### Your assignment
When a line in the records contains the string "pixel", copy that line.

(Collected data)
◆ ◆ ◆

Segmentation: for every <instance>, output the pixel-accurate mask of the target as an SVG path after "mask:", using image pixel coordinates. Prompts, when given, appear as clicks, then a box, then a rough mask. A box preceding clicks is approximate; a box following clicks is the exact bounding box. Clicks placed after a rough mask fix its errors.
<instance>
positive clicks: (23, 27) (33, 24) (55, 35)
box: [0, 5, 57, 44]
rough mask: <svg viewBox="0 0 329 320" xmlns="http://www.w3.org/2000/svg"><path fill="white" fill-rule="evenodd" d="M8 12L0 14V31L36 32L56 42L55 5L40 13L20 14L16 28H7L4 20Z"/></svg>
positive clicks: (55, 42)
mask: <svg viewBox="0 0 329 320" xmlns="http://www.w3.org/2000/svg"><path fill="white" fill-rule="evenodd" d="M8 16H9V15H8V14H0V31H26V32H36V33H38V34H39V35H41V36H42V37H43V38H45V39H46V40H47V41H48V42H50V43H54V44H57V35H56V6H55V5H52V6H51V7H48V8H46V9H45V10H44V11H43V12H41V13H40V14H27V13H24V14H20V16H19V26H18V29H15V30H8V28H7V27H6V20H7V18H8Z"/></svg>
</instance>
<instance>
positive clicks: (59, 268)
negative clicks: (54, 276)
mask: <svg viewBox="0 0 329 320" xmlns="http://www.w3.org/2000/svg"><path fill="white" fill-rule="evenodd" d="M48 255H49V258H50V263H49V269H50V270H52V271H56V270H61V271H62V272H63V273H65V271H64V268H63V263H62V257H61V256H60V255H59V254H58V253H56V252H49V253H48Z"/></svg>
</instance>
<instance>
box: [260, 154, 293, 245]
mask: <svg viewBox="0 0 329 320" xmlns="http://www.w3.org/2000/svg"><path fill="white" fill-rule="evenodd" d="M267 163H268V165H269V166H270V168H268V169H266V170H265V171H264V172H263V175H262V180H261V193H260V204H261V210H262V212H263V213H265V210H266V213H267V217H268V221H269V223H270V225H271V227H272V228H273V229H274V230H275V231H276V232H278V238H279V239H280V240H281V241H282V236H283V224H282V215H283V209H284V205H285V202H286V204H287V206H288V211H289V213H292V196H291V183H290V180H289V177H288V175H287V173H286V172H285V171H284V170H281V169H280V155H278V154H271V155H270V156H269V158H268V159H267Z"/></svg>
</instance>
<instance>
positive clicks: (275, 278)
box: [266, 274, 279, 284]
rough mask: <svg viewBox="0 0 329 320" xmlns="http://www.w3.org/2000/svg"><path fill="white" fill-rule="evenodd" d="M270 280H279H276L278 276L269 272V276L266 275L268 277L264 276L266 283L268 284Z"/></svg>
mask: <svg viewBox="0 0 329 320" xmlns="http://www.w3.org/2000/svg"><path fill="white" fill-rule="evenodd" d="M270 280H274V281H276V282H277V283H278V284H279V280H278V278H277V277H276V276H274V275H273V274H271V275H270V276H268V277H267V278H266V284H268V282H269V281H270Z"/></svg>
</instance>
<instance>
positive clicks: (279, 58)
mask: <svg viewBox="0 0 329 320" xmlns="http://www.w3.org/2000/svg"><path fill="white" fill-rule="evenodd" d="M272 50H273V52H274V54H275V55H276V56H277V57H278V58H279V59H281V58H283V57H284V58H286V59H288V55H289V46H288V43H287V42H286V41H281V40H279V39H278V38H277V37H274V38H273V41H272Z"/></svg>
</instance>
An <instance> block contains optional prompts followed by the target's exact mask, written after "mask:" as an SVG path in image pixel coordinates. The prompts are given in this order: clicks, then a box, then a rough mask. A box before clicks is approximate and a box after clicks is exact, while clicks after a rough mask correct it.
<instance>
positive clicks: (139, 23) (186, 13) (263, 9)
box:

◆ ◆ ◆

### Solution
Segmentation: for every <instance>, output the pixel-accurate mask of the target as an SVG path after "mask:", using image pixel coordinates. Prompts, when given, appear as clicks, then a box, then a rough mask. A box preceding clicks is approximate; a box following clicks is the exact bounding box. Clicks placed after a rough mask fix its errors.
An <instance> block contains optional prompts followed by the target's exact mask, written after "mask:" as an SVG path in image pixel coordinates. The prompts are given in this order: clicks, then a box, then a rough mask. A box before clicks is approximate and a box after clicks is exact, while clicks after a rough mask correct it.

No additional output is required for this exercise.